— Start of Listed records —

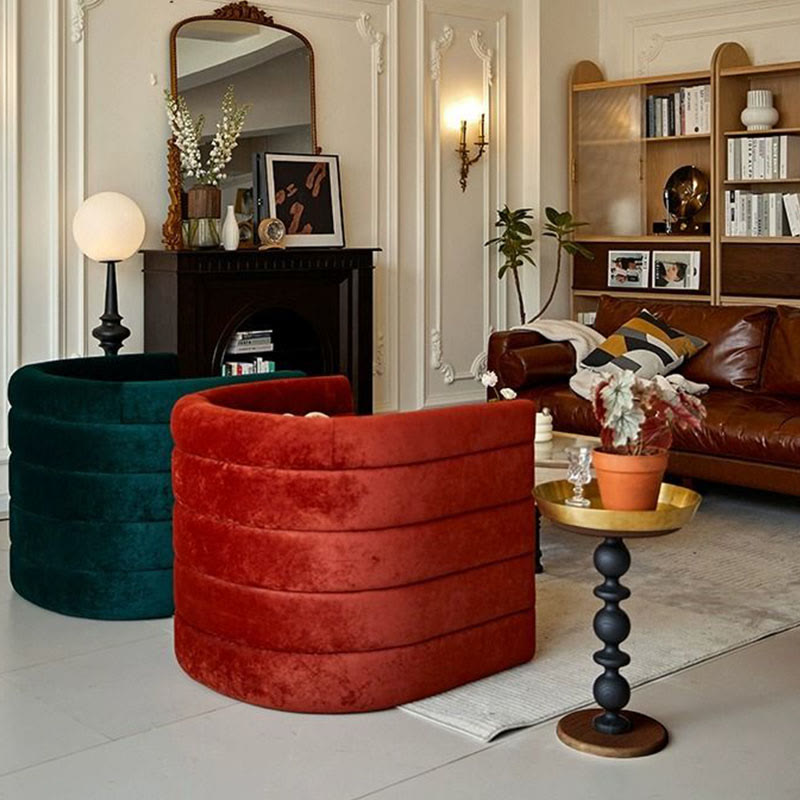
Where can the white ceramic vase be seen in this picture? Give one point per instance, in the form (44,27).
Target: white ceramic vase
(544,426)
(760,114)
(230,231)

— End of Listed records —
— Start of Listed records —

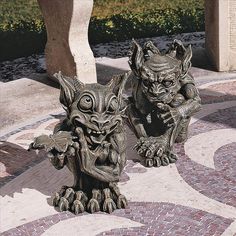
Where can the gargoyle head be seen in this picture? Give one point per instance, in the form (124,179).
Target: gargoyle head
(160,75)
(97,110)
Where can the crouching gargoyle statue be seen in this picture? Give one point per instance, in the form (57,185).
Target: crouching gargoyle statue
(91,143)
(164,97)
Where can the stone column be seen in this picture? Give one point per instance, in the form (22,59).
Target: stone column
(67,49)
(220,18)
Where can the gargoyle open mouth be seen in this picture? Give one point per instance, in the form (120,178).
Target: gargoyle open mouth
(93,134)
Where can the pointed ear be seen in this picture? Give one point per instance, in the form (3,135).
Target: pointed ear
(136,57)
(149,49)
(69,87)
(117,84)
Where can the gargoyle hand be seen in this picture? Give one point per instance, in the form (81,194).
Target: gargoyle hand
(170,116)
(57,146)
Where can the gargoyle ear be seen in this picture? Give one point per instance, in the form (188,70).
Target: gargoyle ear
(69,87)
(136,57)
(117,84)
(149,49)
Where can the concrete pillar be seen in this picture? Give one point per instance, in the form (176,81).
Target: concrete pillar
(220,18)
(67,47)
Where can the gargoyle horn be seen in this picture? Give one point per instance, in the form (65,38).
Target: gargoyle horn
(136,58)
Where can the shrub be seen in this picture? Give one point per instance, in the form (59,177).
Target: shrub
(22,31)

— End of Listed records —
— Start of Listed records —

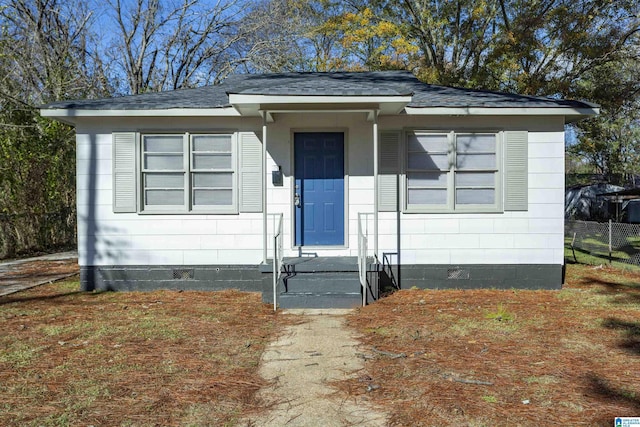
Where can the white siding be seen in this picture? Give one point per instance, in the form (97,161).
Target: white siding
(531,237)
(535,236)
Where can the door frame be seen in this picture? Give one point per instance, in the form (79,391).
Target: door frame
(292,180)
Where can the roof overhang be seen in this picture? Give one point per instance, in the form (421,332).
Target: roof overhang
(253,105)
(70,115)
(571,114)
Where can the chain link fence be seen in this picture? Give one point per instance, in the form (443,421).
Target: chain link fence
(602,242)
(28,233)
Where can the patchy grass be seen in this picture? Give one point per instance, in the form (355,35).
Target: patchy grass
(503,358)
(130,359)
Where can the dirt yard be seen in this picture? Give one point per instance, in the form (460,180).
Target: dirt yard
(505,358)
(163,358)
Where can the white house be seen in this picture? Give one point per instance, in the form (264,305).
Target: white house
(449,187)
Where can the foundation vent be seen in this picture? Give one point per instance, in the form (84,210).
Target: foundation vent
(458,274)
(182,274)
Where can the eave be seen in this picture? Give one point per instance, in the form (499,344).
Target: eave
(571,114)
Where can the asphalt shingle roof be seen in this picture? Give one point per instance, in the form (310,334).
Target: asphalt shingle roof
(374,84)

— End of Listed records —

_Your instructions_
From the records above, pull out each line that contains the word "mouth".

_Finished exercise_
Where can the gargoyle open mouth be seen in this picture? Give one point per instance, in the form (120,178).
Target: gargoyle open mouth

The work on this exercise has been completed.